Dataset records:
####

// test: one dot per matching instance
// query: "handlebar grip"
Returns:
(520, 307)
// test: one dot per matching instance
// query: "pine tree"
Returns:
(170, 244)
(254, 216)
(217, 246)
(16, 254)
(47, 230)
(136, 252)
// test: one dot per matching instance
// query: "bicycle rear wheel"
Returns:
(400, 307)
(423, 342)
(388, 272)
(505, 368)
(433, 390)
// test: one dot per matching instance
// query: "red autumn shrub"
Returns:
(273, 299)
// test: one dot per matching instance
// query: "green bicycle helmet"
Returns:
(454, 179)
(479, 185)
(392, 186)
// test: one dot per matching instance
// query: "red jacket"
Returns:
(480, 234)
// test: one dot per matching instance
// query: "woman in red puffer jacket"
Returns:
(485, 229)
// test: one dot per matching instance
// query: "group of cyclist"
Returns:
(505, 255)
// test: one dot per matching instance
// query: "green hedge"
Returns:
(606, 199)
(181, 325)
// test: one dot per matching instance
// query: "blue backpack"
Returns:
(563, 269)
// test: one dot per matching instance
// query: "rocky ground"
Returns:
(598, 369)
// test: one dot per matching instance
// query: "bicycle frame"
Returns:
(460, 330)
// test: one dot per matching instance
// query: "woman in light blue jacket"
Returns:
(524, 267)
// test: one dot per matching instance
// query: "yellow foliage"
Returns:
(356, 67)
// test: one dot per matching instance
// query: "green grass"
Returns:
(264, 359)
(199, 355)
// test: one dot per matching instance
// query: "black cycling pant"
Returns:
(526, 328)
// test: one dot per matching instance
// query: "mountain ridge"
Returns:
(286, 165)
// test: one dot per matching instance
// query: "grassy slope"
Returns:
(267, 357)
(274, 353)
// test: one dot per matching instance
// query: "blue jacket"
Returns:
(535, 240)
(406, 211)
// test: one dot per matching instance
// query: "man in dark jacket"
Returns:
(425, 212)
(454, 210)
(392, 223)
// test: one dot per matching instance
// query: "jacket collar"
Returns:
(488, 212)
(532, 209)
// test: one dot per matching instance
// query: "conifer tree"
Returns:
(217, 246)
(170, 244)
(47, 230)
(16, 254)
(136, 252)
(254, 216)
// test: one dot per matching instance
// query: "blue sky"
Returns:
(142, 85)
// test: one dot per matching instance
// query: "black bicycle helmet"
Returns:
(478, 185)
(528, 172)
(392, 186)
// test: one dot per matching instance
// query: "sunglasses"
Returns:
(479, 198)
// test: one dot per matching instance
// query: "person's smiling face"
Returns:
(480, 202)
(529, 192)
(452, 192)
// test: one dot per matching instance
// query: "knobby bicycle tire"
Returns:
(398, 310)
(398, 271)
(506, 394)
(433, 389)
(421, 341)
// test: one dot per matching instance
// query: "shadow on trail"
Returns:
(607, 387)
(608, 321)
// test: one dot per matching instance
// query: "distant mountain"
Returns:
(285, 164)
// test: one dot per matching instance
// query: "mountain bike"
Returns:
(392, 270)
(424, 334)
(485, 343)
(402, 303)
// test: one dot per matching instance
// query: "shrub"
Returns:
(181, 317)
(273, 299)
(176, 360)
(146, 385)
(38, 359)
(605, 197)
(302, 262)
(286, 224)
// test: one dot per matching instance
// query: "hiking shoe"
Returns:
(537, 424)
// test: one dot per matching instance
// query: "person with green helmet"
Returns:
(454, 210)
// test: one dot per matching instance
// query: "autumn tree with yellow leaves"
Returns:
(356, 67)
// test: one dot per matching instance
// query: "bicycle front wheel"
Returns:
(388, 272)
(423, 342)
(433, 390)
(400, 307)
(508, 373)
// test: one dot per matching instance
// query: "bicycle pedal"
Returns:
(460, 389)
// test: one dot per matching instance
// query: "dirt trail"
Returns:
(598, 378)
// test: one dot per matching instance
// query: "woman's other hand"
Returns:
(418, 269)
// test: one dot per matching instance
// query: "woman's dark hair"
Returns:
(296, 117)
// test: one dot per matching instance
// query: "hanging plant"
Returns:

####

Would you copy the data exactly as shown above?

**Expected answer:**
// test: one dot per matching instance
// query: "handlebar grip"
Returns:
(520, 307)
// test: one dot per matching instance
// query: "pine tree"
Returns:
(170, 244)
(254, 216)
(217, 246)
(16, 254)
(47, 230)
(136, 252)
// test: one dot per matching instance
// query: "bicycle rear wheel"
Returns:
(400, 307)
(423, 342)
(388, 272)
(505, 368)
(433, 390)
// test: one dot per matching instance
// query: "red autumn shrub"
Returns:
(273, 299)
// test: one dot per matching instance
// query: "green bicycle helmet"
Returns:
(454, 179)
(479, 185)
(392, 186)
// test: one dot per matching instance
// query: "red jacket"
Returns:
(480, 234)
// test: one dot per matching instance
// query: "woman in red puffer jacket"
Returns:
(485, 229)
// test: one dot per matching instance
// query: "group of cyclist"
Returns:
(505, 255)
// test: one dot per matching instance
// query: "green hedge"
Returns:
(606, 199)
(181, 325)
// test: one dot per matching instance
// query: "blue backpack"
Returns:
(563, 269)
// test: one dot per matching instance
// query: "rocky ground"
Returns:
(598, 369)
// test: one dot per matching instance
// query: "bicycle frame"
Returns:
(460, 330)
// test: one dot per matching instance
// query: "woman in light blue jacket"
Returns:
(524, 267)
// test: one dot per matching instance
// query: "yellow foliage"
Returns:
(356, 67)
// test: one dot per matching instance
// query: "green grass"
Returns:
(264, 359)
(199, 355)
// test: one dot per matching instance
// query: "black cycling pant"
Returns:
(526, 328)
// test: one dot per matching instance
// query: "mountain ridge"
Returns:
(286, 165)
// test: one dot per matching instance
// query: "grassy slope"
Returns:
(267, 357)
(274, 353)
// test: one dot per matching instance
// query: "blue jacket"
Returns:
(535, 240)
(406, 211)
// test: one dot per matching instance
// query: "man in dark jacket"
Returns:
(425, 212)
(454, 210)
(392, 223)
// test: one dot per matching instance
// query: "jacket collar"
Returns:
(488, 212)
(532, 209)
// test: one dot per matching instance
// query: "conifer tree"
Returns:
(217, 246)
(170, 244)
(47, 230)
(16, 254)
(136, 252)
(254, 216)
// test: one dot per matching instance
// query: "blue sky"
Returns:
(142, 85)
// test: one dot per matching instance
// query: "black bicycle helmet"
Returns:
(478, 185)
(528, 172)
(392, 186)
// test: one dot per matching instance
// query: "sunglasses"
Returns:
(479, 198)
// test: one dot per matching instance
// query: "person's smiling face"
Returns:
(480, 202)
(529, 192)
(452, 192)
// test: one dot per matching instance
// query: "knobby bicycle tire"
Returns:
(398, 310)
(398, 271)
(506, 394)
(433, 389)
(421, 341)
// test: one dot per matching instance
// query: "shadow on trail"
Returns:
(607, 387)
(608, 321)
// test: one dot per matching instance
// query: "distant mountain"
Returns:
(285, 164)
// test: one dot per matching instance
// query: "mountain bike"
Returns:
(392, 270)
(424, 334)
(485, 343)
(402, 303)
// test: one dot per matching instance
// query: "shrub"
Returns:
(181, 317)
(273, 299)
(176, 360)
(146, 385)
(38, 359)
(605, 197)
(302, 262)
(286, 224)
// test: one dot per matching instance
// query: "hiking shoe"
Returns:
(537, 424)
// test: one dot per matching instance
// query: "person with green helmet"
Returns:
(454, 210)
// test: one dot per matching instance
// query: "autumn tree with yellow leaves"
Returns:
(356, 67)
// test: one dot per matching instance
// query: "bicycle front wheel"
Returns:
(388, 272)
(423, 342)
(433, 390)
(400, 307)
(508, 373)
// test: one dot per matching instance
// query: "bicycle pedal"
Returns:
(460, 389)
// test: one dot per matching instance
// query: "dirt trail"
Returns:
(598, 378)
// test: one dot per matching instance
// query: "woman's other hand"
Returns:
(418, 269)
// test: one dot per matching instance
// query: "woman's dark hair"
Returns:
(296, 117)
// test: one dot per matching instance
// query: "hanging plant"
Returns:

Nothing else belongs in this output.